Welcome to another edition of “Monday at the Movies” – this
week, we review two films that are really quite draining in an entirely
delectable sense.
Drive (2011) –
Here’s a movie that’s way more intense than I was expecting. In Nicolas Winding Refn’s
Drive, Ryan Gosling plays a stunt driver,
moonlighting as a getaway driver, who becomes embroiled in the underworld after
falling in love with his neighbor (Carey Mulligan). I don’t really know what I thought I was
getting into; I’d only heard rave reviews, and I’ve never seen a Gosling
performance I didn’t like. But
Drive is such an oddball captivating
flick, its glacial pace tempered by Refn’s keen cinematographic eye – the
result is something closer to
There Will Be Blood than
2001: A Space Odyssey. All this is not to say that the film is
boring; rather, Refn directs the daylights out of some car chases without
resorting to shaky cameras or even quick cuts, relying on the natural tension
of the narrative and a well-placed close-up on Gosling’s steely stare.

- [WHAT NEEDS TO BE DONE] In the movie review above, what work does Ryan Gosling's character do in Drive?

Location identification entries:
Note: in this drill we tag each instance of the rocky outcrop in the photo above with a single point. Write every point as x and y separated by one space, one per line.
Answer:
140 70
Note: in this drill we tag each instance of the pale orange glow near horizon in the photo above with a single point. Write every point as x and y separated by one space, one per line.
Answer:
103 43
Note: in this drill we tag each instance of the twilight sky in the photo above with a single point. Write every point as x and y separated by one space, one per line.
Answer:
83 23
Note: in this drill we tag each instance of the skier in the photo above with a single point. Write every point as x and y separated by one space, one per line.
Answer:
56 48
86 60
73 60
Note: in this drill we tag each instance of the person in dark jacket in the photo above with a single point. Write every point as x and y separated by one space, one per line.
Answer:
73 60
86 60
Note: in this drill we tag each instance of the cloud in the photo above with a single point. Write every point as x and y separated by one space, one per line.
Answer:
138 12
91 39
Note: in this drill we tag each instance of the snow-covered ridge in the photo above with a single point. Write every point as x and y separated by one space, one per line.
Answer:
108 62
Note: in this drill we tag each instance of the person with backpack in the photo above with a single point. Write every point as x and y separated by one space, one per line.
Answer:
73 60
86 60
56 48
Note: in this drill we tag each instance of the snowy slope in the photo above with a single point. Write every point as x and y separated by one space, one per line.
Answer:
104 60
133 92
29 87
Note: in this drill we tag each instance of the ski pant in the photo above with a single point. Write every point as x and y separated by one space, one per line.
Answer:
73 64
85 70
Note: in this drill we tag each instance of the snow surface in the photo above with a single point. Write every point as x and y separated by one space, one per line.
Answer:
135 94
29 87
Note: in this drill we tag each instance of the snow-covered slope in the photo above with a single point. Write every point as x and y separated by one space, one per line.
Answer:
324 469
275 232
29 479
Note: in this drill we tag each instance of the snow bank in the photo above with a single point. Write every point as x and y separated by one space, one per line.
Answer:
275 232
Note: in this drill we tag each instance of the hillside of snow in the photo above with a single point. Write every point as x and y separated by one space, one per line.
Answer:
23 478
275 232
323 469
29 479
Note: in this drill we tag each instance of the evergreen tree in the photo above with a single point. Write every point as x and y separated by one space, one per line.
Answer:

- [THE SOLUTION] He is a stunt driver who moonlights as a getaway driver.